Directive: Format the data below as a Markdown table with the columns "No." and "Line," giving each nonblank line its own numbered row. Leave the pictures out of the table.

--- Start Provided entries ---

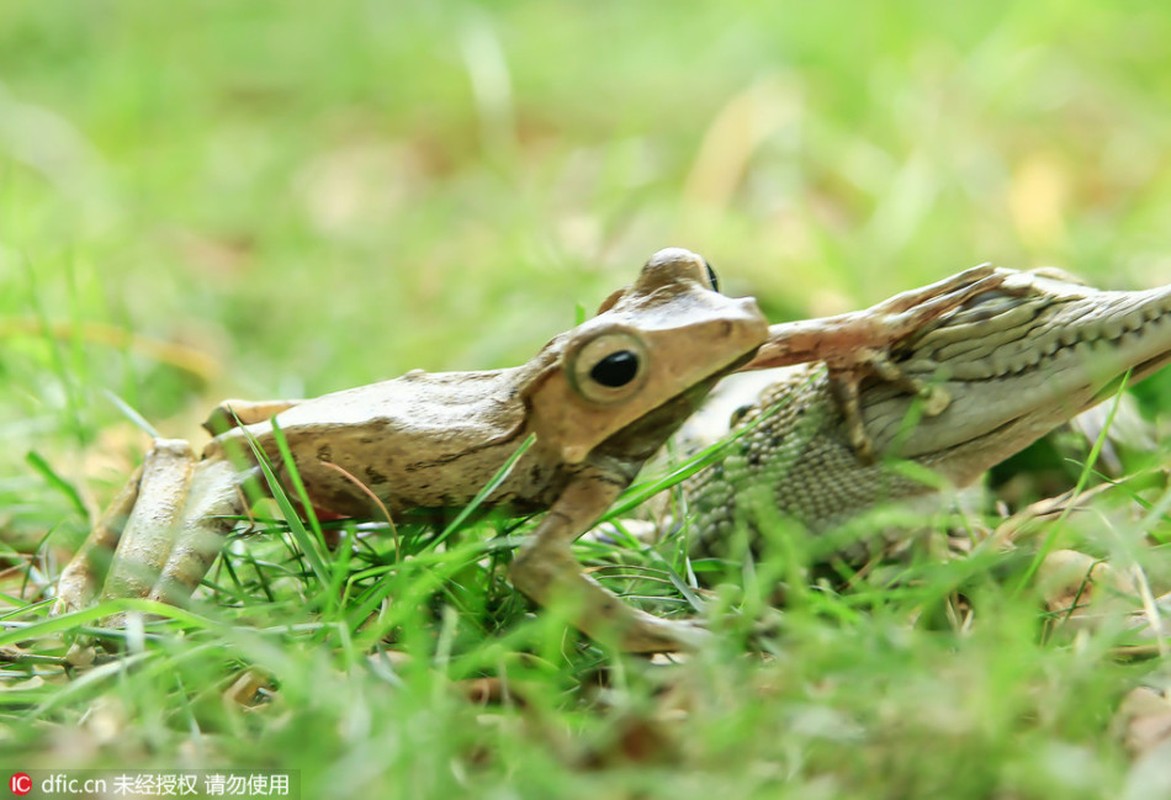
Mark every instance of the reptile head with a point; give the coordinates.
(1017, 362)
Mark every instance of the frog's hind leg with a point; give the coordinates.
(159, 535)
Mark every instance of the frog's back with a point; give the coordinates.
(425, 439)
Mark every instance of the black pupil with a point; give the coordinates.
(712, 278)
(617, 369)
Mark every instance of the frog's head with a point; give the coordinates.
(669, 333)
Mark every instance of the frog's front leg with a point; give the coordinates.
(161, 534)
(547, 572)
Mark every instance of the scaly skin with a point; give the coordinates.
(1015, 363)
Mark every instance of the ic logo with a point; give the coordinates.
(20, 784)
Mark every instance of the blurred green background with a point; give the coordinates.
(259, 199)
(321, 195)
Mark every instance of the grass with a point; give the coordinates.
(201, 200)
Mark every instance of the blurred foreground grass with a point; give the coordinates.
(306, 196)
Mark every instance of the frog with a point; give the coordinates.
(584, 415)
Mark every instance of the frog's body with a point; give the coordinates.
(600, 400)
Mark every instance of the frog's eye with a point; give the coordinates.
(712, 277)
(608, 368)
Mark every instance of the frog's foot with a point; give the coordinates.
(550, 574)
(161, 534)
(858, 344)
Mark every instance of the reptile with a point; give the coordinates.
(1013, 362)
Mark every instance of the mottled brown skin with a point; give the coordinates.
(432, 440)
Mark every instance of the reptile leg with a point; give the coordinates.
(547, 572)
(857, 344)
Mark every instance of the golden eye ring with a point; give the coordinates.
(609, 368)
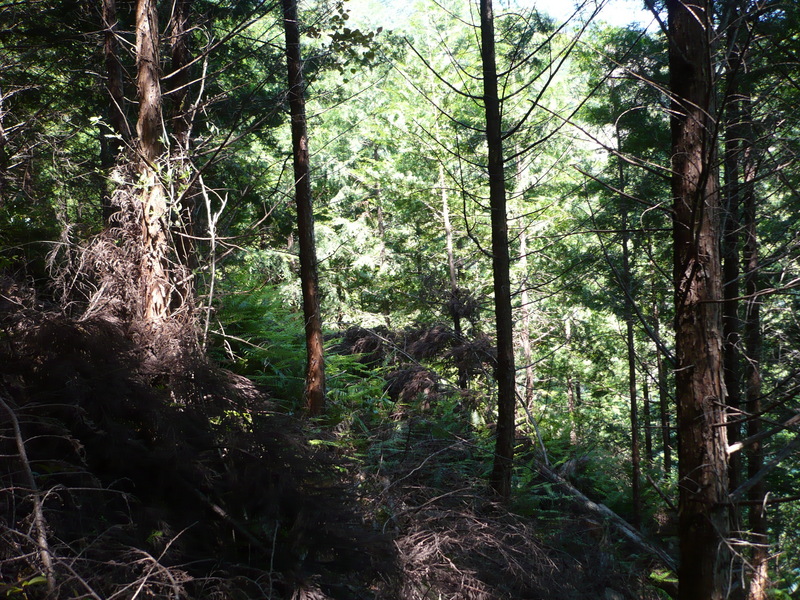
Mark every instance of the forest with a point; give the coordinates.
(370, 299)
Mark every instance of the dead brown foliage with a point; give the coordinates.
(162, 476)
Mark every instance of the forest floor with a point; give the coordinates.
(136, 470)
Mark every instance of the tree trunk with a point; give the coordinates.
(648, 430)
(155, 279)
(703, 467)
(730, 253)
(636, 475)
(315, 368)
(663, 397)
(753, 349)
(116, 131)
(181, 119)
(455, 303)
(505, 373)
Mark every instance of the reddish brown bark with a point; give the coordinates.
(315, 368)
(116, 132)
(703, 466)
(505, 373)
(154, 274)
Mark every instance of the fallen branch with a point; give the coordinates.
(38, 514)
(609, 515)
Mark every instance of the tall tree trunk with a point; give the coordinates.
(525, 313)
(636, 474)
(648, 430)
(181, 119)
(315, 367)
(703, 467)
(730, 250)
(155, 277)
(753, 346)
(525, 300)
(455, 303)
(505, 372)
(114, 134)
(663, 396)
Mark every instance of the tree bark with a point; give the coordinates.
(753, 350)
(455, 302)
(113, 134)
(155, 278)
(663, 397)
(636, 474)
(703, 467)
(180, 117)
(315, 365)
(505, 372)
(730, 251)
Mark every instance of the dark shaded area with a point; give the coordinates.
(168, 474)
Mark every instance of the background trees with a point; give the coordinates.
(155, 186)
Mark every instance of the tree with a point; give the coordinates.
(315, 367)
(703, 466)
(505, 372)
(154, 270)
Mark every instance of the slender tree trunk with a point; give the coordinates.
(455, 303)
(525, 300)
(180, 117)
(113, 135)
(525, 325)
(315, 368)
(730, 255)
(636, 475)
(663, 397)
(505, 372)
(155, 278)
(571, 404)
(626, 281)
(703, 467)
(753, 349)
(648, 430)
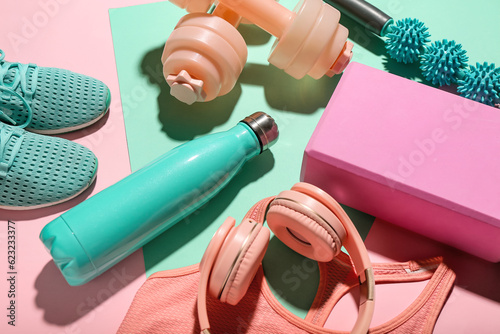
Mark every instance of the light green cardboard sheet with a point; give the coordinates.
(155, 122)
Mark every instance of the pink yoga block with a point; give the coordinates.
(412, 155)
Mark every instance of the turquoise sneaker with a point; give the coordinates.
(38, 171)
(49, 100)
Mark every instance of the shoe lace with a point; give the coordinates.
(20, 80)
(8, 134)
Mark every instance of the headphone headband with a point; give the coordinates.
(257, 214)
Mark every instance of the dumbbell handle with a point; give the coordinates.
(364, 13)
(267, 14)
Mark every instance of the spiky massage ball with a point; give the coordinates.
(481, 83)
(405, 40)
(442, 61)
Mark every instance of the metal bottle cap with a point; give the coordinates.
(264, 127)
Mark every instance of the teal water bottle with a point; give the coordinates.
(104, 229)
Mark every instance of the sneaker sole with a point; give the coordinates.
(34, 207)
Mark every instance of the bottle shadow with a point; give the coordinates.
(64, 304)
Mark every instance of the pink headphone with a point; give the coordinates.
(307, 220)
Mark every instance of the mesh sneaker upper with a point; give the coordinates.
(63, 100)
(45, 170)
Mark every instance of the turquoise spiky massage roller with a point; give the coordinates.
(442, 62)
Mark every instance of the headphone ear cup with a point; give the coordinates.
(306, 226)
(238, 261)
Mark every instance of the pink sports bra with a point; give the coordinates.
(166, 303)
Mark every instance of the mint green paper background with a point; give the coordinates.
(156, 123)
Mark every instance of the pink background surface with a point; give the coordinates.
(74, 35)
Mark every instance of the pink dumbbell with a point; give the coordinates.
(310, 41)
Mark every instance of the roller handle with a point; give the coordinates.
(364, 13)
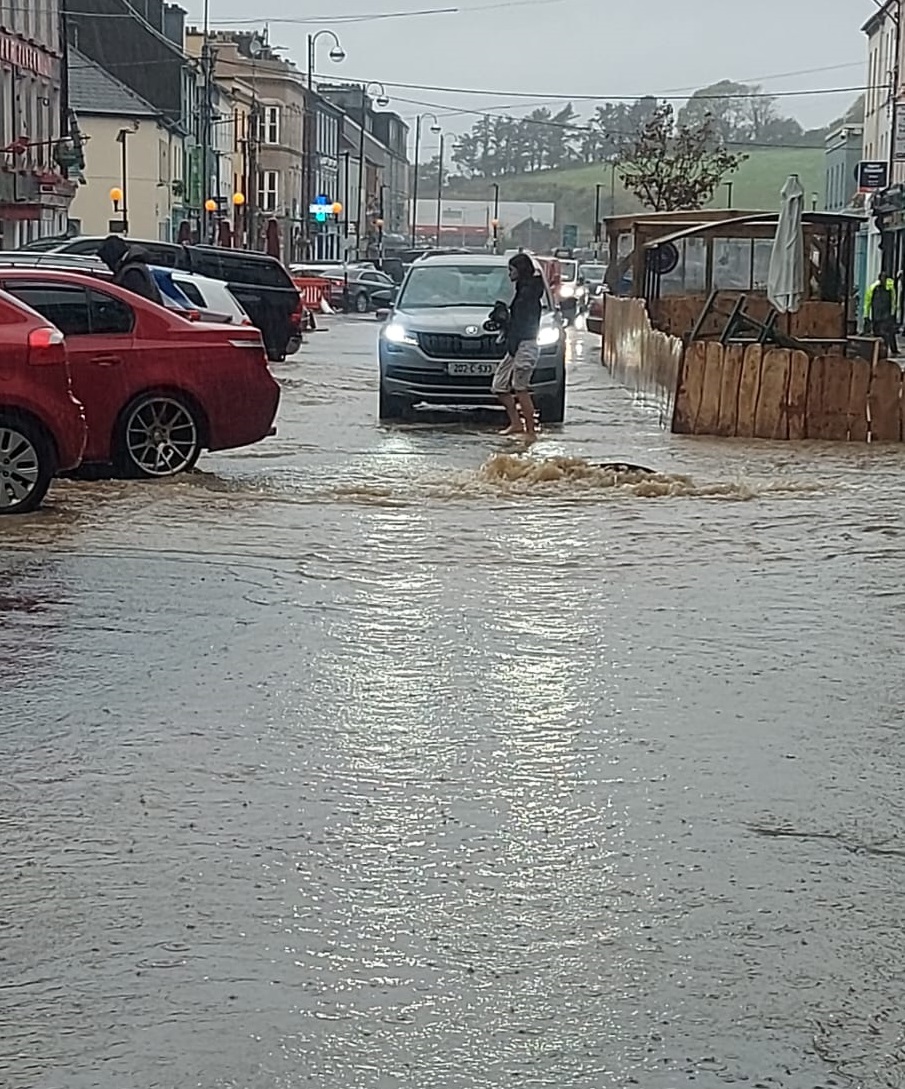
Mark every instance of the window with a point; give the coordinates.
(732, 264)
(192, 293)
(268, 191)
(263, 271)
(271, 124)
(65, 306)
(108, 315)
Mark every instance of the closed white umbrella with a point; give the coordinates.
(785, 282)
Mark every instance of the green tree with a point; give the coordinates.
(673, 167)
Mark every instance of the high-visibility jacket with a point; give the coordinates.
(868, 300)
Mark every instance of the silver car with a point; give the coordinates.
(433, 349)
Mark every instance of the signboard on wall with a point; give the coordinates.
(872, 174)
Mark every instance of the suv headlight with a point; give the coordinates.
(396, 333)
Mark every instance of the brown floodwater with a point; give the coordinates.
(371, 758)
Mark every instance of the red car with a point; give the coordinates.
(41, 425)
(157, 389)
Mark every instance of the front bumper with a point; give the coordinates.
(408, 374)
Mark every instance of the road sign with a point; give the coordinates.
(872, 174)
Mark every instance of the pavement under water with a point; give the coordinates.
(374, 758)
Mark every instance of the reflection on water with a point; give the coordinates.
(375, 758)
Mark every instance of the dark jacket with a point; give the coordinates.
(130, 268)
(524, 320)
(135, 276)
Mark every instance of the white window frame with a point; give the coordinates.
(271, 122)
(269, 191)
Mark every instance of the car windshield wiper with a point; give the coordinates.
(440, 306)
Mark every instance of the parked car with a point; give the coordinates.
(592, 276)
(361, 281)
(41, 424)
(259, 283)
(212, 298)
(433, 349)
(363, 284)
(157, 390)
(572, 293)
(595, 318)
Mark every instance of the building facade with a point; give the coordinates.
(396, 205)
(147, 56)
(35, 187)
(844, 149)
(109, 114)
(272, 155)
(325, 241)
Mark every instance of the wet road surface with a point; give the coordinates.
(376, 758)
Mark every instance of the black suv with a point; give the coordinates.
(259, 283)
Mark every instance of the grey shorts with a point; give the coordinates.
(515, 369)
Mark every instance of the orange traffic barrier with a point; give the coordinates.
(313, 290)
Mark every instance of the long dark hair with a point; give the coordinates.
(524, 266)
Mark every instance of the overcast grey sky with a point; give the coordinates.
(604, 48)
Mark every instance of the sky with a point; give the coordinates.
(489, 52)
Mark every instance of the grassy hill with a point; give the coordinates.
(756, 186)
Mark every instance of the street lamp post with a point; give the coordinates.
(436, 130)
(122, 135)
(309, 135)
(381, 221)
(382, 99)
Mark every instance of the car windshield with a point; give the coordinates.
(429, 285)
(592, 273)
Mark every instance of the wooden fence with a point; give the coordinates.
(775, 393)
(751, 391)
(641, 357)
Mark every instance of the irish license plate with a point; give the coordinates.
(471, 368)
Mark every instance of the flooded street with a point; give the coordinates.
(387, 759)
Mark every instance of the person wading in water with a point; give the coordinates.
(880, 307)
(513, 379)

--- End Provided entries ---

Reply to the task:
| No. | Line |
|---|---|
| 1 | Mark every instance of the reptile head with a point; give the coordinates. |
| 2 | (1017, 362) |
| 3 | Mark every instance of the frog's hind leg with a point; give the coordinates. |
| 4 | (159, 535) |
| 5 | Mark every instance of the frog's back with a point; give the coordinates. |
| 6 | (425, 439) |
| 7 | Mark every instance of the black pupil with a point; give the coordinates. |
| 8 | (712, 278) |
| 9 | (617, 369) |
| 10 | Mark every instance of the frog's head with a point; give the coordinates. |
| 11 | (669, 333) |
| 12 | Mark every instance of the frog's front leg with a point; give the coordinates. |
| 13 | (161, 534) |
| 14 | (547, 572) |
| 15 | Mark every instance of the scaly skin with a point; give the coordinates. |
| 16 | (1015, 363) |
| 17 | Mark every instance of the ic logo with a point; give the coordinates. |
| 18 | (20, 784) |
| 19 | Mark every instance of the blurred green background with a point; give the coordinates. |
| 20 | (259, 199) |
| 21 | (321, 195) |
| 22 | Mark every instance of the grass with a point; give the coordinates. |
| 23 | (201, 200) |
| 24 | Mark every instance of the blurred foreground grass with a point; give the coordinates. |
| 25 | (306, 196) |
| 26 | Mark every instance of the frog with a point; give the coordinates. |
| 27 | (584, 415) |
| 28 | Mark every instance of the frog's body with a point; give the coordinates. |
| 29 | (600, 400) |
| 30 | Mark every instance of the frog's eye with a point; give the coordinates. |
| 31 | (712, 277) |
| 32 | (608, 368) |
| 33 | Mark every instance of the frog's foot with a point; give the coordinates. |
| 34 | (550, 574) |
| 35 | (161, 534) |
| 36 | (858, 344) |
| 37 | Mark every instance of the reptile with a point; give the coordinates. |
| 38 | (1013, 362) |
| 39 | Mark every instance of the mottled brown skin with a point; give the coordinates. |
| 40 | (432, 440) |
| 41 | Mark every instance of the reptile leg with a point; give the coordinates. |
| 42 | (547, 572) |
| 43 | (857, 344) |
| 44 | Mark every instance of the golden eye ring with a point; give the coordinates. |
| 45 | (609, 368) |
| 46 | Mark every instance of the forest with a point; give the coordinates. |
| 47 | (370, 299) |
| 48 | Mark every instance of the dead brown foliage with a point; give the coordinates. |
| 49 | (162, 476) |
| 50 | Mark every instance of the forest floor with a point; give the coordinates. |
| 51 | (136, 470) |
| 52 | Mark every instance of the tree trunk with a point; give the coordinates. |
| 53 | (648, 430) |
| 54 | (155, 279) |
| 55 | (703, 467) |
| 56 | (730, 253) |
| 57 | (636, 475) |
| 58 | (315, 368) |
| 59 | (663, 397) |
| 60 | (753, 349) |
| 61 | (116, 131) |
| 62 | (181, 119) |
| 63 | (455, 303) |
| 64 | (505, 373) |
| 65 | Mark every instance of the reddish brown bark with a point; give the coordinates. |
| 66 | (315, 368) |
| 67 | (116, 132) |
| 68 | (703, 466) |
| 69 | (505, 373) |
| 70 | (154, 274) |
| 71 | Mark every instance of the fallen branch with a point; give the coordinates. |
| 72 | (38, 514) |
| 73 | (609, 515) |
| 74 | Mark every instance of the tall tree trunk with a point; give the coordinates. |
| 75 | (525, 313) |
| 76 | (636, 474) |
| 77 | (648, 430) |
| 78 | (181, 119) |
| 79 | (315, 367) |
| 80 | (703, 467) |
| 81 | (730, 250) |
| 82 | (155, 277) |
| 83 | (753, 346) |
| 84 | (525, 300) |
| 85 | (455, 303) |
| 86 | (505, 372) |
| 87 | (114, 134) |
| 88 | (663, 396) |
| 89 | Mark every instance of the tree bark with a point; give the coordinates. |
| 90 | (753, 350) |
| 91 | (455, 302) |
| 92 | (113, 134) |
| 93 | (155, 278) |
| 94 | (663, 397) |
| 95 | (636, 474) |
| 96 | (703, 467) |
| 97 | (180, 117) |
| 98 | (315, 365) |
| 99 | (505, 372) |
| 100 | (730, 251) |
| 101 | Mark every instance of the dark shaded area with a point; give the coordinates. |
| 102 | (168, 474) |
| 103 | Mark every instance of the background trees with a point; give the coordinates. |
| 104 | (155, 186) |
| 105 | Mark every instance of the tree with a point; give the coordinates. |
| 106 | (315, 367) |
| 107 | (703, 466) |
| 108 | (505, 372) |
| 109 | (154, 270) |
| 110 | Mark every instance of the slender tree trunk with a point; give the coordinates. |
| 111 | (455, 303) |
| 112 | (525, 300) |
| 113 | (180, 117) |
| 114 | (113, 135) |
| 115 | (525, 325) |
| 116 | (315, 368) |
| 117 | (730, 255) |
| 118 | (636, 475) |
| 119 | (663, 397) |
| 120 | (505, 372) |
| 121 | (155, 278) |
| 122 | (571, 404) |
| 123 | (626, 281) |
| 124 | (703, 467) |
| 125 | (753, 349) |
| 126 | (648, 430) |
| 127 | Mark every instance of the light green cardboard sheet with a point; give the coordinates. |
| 128 | (155, 122) |
| 129 | Mark every instance of the pink yoga block with a point; give the coordinates. |
| 130 | (412, 155) |
| 131 | Mark every instance of the turquoise sneaker with a point; give the coordinates. |
| 132 | (38, 171) |
| 133 | (49, 100) |
| 134 | Mark every instance of the shoe lace with a point; give the coordinates. |
| 135 | (20, 80) |
| 136 | (8, 134) |
| 137 | Mark every instance of the headphone headband with a point; give the coordinates. |
| 138 | (257, 214) |
| 139 | Mark every instance of the dumbbell handle with a point; give the coordinates. |
| 140 | (364, 13) |
| 141 | (267, 14) |
| 142 | Mark every instance of the spiky massage ball with a point; give the coordinates. |
| 143 | (481, 83) |
| 144 | (405, 40) |
| 145 | (442, 61) |
| 146 | Mark every instance of the metal bottle cap with a point; give the coordinates. |
| 147 | (264, 127) |
| 148 | Mark every instance of the teal water bottle with a point; give the coordinates. |
| 149 | (104, 229) |
| 150 | Mark every instance of the sneaker sole with a point; give the coordinates. |
| 151 | (34, 207) |
| 152 | Mark every instance of the bottle shadow with a point; give the coordinates. |
| 153 | (64, 304) |
| 154 | Mark every instance of the pink headphone with a point; give the coordinates. |
| 155 | (307, 220) |
| 156 | Mark every instance of the mesh sneaker upper with a point; give the coordinates. |
| 157 | (63, 100) |
| 158 | (45, 170) |
| 159 | Mark every instance of the turquoise spiky massage roller with a point; give the coordinates. |
| 160 | (442, 62) |
| 161 | Mark every instance of the headphone ear cup with a point; give the coordinates. |
| 162 | (306, 226) |
| 163 | (238, 261) |
| 164 | Mark every instance of the pink sports bra with a point; give the coordinates. |
| 165 | (166, 303) |
| 166 | Mark every instance of the mint green paper background with a point; give the coordinates. |
| 167 | (156, 123) |
| 168 | Mark every instance of the pink background surface with a point; give the coordinates. |
| 169 | (74, 35) |
| 170 | Mark every instance of the pink dumbbell with a point; give the coordinates. |
| 171 | (310, 41) |
| 172 | Mark every instance of the roller handle with a point; give the coordinates. |
| 173 | (364, 13) |
| 174 | Mark every instance of the window with a point; give the coordinates. |
| 175 | (732, 264) |
| 176 | (192, 293) |
| 177 | (268, 191) |
| 178 | (263, 271) |
| 179 | (271, 124) |
| 180 | (65, 306) |
| 181 | (108, 315) |
| 182 | Mark every instance of the closed white umbrella with a point; give the coordinates. |
| 183 | (785, 282) |
| 184 | Mark every instance of the green tree with a point; give the coordinates. |
| 185 | (673, 167) |
| 186 | Mark every instance of the high-visibility jacket with a point; give the coordinates. |
| 187 | (868, 300) |
| 188 | Mark every instance of the silver car with a point; give the coordinates. |
| 189 | (433, 349) |
| 190 | Mark every instance of the signboard on wall with a point; give the coordinates. |
| 191 | (872, 174) |
| 192 | Mark every instance of the suv headlight with a point; give the coordinates. |
| 193 | (396, 333) |
| 194 | Mark every instance of the brown floodwater with a point; give the coordinates. |
| 195 | (371, 758) |
| 196 | Mark every instance of the red car with a point; give the coordinates. |
| 197 | (41, 425) |
| 198 | (157, 389) |
| 199 | Mark every instance of the front bumper with a point; give the coordinates. |
| 200 | (408, 374) |
| 201 | Mark every instance of the road sign with a point; give the coordinates. |
| 202 | (872, 174) |
| 203 | Mark every instance of the pavement under water with a point; give the coordinates. |
| 204 | (374, 758) |
| 205 | Mark every instance of the reflection on water with a point; give the coordinates. |
| 206 | (375, 758) |
| 207 | Mark every instance of the dark jacket with a point; give the coordinates. |
| 208 | (130, 268) |
| 209 | (524, 320) |
| 210 | (135, 276) |
| 211 | Mark every instance of the white window frame with a point; give the coordinates. |
| 212 | (271, 122) |
| 213 | (269, 191) |
| 214 | Mark every instance of the car windshield wiper with a point; give the coordinates. |
| 215 | (440, 306) |
| 216 | Mark every instance of the parked car with a point; give the coordinates. |
| 217 | (592, 276) |
| 218 | (361, 281) |
| 219 | (41, 424) |
| 220 | (259, 283) |
| 221 | (212, 298) |
| 222 | (433, 349) |
| 223 | (363, 284) |
| 224 | (157, 390) |
| 225 | (572, 293) |
| 226 | (595, 318) |
| 227 | Mark every instance of the building facade with a point; give the coordinates. |
| 228 | (396, 205) |
| 229 | (147, 56) |
| 230 | (35, 187) |
| 231 | (844, 149) |
| 232 | (109, 114) |
| 233 | (272, 155) |
| 234 | (325, 241) |
| 235 | Mark every instance of the wet road surface with a point; give the coordinates. |
| 236 | (376, 758) |
| 237 | Mark every instance of the black suv with a point; give the coordinates. |
| 238 | (259, 283) |
| 239 | Mark every instance of the grey shorts with a point; give the coordinates. |
| 240 | (515, 369) |
| 241 | Mark every instance of the orange traffic barrier with a point; give the coordinates. |
| 242 | (313, 290) |
| 243 | Mark every instance of the long dark hair with a point; give the coordinates. |
| 244 | (524, 266) |
| 245 | Mark every instance of the overcast grey sky with a point; give the coordinates. |
| 246 | (604, 48) |
| 247 | Mark every instance of the sky with a point; give the coordinates. |
| 248 | (489, 52) |
| 249 | Mark every instance of the grassy hill with a point; give the coordinates. |
| 250 | (756, 186) |
| 251 | Mark every instance of the street lamp post with a point; give the coordinates. |
| 252 | (436, 130) |
| 253 | (122, 135) |
| 254 | (309, 135) |
| 255 | (381, 221) |
| 256 | (382, 99) |
| 257 | Mark every instance of the car windshield with a point; give the coordinates. |
| 258 | (429, 285) |
| 259 | (592, 273) |
| 260 | Mark every instance of the wooden fence with a point; give the coordinates. |
| 261 | (775, 393) |
| 262 | (751, 391) |
| 263 | (641, 357) |
| 264 | Mark every instance of the irish license plate with a point; give the coordinates. |
| 265 | (471, 368) |
| 266 | Mark every instance of the flooded street with a point; give the coordinates. |
| 267 | (387, 759) |
| 268 | Mark every instance of the person wading in water with a point; give the coordinates. |
| 269 | (880, 307) |
| 270 | (513, 379) |